*** Text to read

Auerbach, Grabowski and Gordon sort and share histories. The reader senses both Gordon and Auerbach watching from the depths as Grabowski rebels and risks his new life in possibly worthless espionage, only to later attempt a desperate escape to Sweden, resulting in a stint in a concentration camp. The person who returns from the camp is the monster David Gordon planned to invent, though certainly not the monster of his plans. The later Grabowski has neither fear nor resistance; so little of either that he allows a would-be Nazi party hero, a co-worker, to repeatedly drag him to Gestapo offices to report his vague suspicion that there is something wrong with this guy, Grabowski. The desk men at the Gestapo obligingly beat him up but being mere bureaucrats, they lack the curiosity to uncover his secret.

******
*** Recorded information

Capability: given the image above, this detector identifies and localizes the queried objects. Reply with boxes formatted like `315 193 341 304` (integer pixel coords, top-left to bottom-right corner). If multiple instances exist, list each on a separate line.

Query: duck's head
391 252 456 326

******
*** Recorded information

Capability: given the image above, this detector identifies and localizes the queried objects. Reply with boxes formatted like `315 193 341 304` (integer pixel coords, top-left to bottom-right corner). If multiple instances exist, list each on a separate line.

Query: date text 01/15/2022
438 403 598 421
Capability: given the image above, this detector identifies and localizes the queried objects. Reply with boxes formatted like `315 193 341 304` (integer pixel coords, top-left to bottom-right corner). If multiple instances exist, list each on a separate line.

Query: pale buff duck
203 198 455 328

******

Directive A:
Answer these questions from the passage about Grabowski:
(i) To which country does Grabowski attempt a desperate escape?
(ii) Who repeatedly drags Grabowski to Gestapo offices?
(iii) What do the desk men at the Gestapo lack?
Directive B: Quote the passage about Grabowski verbatim, from "Auerbach, Grabowski and" up to and including "uncover his secret.".

Written answer A:
(i) Sweden.
(ii) A would-be Nazi party hero, a co-worker.
(iii) The curiosity to uncover his secret.

Written answer B:
Auerbach, Grabowski and Gordon sort and share histories. The reader senses both Gordon and Auerbach watching from the depths as Grabowski rebels and risks his new life in possibly worthless espionage, only to later attempt a desperate escape to Sweden, resulting in a stint in a concentration camp. The person who returns from the camp is the monster David Gordon planned to invent, though certainly not the monster of his plans. The later Grabowski has neither fear nor resistance; so little of either that he allows a would-be Nazi party hero, a co-worker, to repeatedly drag him to Gestapo offices to report his vague suspicion that there is something wrong with this guy, Grabowski. The desk men at the Gestapo obligingly beat him up but being mere bureaucrats, they lack the curiosity to uncover his secret.